> [ASSIGNMENT] In the data below, which lines contain "railing"? List them by copying each one.

[Saved entries]
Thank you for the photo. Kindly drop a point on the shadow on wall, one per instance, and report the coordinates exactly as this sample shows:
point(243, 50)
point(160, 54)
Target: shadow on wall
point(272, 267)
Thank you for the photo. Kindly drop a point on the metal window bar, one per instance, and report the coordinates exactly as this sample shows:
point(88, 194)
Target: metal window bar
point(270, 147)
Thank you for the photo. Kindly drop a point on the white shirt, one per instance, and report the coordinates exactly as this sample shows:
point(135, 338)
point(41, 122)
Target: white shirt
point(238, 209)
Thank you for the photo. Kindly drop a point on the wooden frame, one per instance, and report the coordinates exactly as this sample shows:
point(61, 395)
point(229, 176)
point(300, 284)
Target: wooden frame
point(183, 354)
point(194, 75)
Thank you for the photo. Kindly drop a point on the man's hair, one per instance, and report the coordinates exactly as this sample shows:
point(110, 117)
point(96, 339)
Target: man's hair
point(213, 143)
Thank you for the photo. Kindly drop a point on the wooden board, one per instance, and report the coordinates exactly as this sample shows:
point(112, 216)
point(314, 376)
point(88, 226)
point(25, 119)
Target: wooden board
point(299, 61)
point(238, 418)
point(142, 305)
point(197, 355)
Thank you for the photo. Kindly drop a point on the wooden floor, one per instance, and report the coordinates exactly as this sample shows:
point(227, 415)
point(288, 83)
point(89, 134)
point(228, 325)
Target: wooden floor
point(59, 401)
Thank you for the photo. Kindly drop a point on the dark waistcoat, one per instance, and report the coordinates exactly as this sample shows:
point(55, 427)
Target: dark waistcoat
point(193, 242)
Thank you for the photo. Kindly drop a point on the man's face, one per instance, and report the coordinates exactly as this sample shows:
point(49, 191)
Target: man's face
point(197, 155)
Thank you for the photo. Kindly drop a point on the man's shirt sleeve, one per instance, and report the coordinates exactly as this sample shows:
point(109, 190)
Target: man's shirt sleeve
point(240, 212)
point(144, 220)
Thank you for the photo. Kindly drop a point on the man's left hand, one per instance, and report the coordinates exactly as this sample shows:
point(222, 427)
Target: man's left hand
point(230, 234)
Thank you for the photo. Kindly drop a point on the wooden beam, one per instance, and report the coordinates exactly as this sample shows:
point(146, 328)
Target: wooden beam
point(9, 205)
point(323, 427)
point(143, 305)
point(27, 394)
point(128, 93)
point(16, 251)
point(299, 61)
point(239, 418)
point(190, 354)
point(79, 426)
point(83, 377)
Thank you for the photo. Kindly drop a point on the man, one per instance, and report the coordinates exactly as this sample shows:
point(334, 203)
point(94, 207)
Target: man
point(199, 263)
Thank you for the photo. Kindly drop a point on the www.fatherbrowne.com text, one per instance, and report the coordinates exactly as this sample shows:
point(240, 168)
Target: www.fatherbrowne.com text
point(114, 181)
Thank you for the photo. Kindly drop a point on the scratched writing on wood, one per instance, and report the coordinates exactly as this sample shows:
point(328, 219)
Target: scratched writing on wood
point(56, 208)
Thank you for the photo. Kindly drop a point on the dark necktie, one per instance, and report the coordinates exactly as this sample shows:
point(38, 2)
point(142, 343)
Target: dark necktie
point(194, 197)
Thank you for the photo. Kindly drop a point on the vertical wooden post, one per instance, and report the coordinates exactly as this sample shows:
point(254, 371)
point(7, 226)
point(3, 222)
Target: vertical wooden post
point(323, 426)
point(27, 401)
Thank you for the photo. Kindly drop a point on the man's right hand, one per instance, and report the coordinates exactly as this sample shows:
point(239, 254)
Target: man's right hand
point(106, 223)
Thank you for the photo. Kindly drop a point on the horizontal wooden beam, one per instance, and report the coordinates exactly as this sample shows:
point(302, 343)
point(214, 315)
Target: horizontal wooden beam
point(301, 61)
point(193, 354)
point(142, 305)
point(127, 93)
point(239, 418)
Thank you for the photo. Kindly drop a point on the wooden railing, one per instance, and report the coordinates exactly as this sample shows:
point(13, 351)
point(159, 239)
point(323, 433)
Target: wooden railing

> [THE ANSWER]
Thank you for the photo. Kindly drop a point on the wooden railing, one per instance, and report the coordinates exactly as this sample shows:
Target: wooden railing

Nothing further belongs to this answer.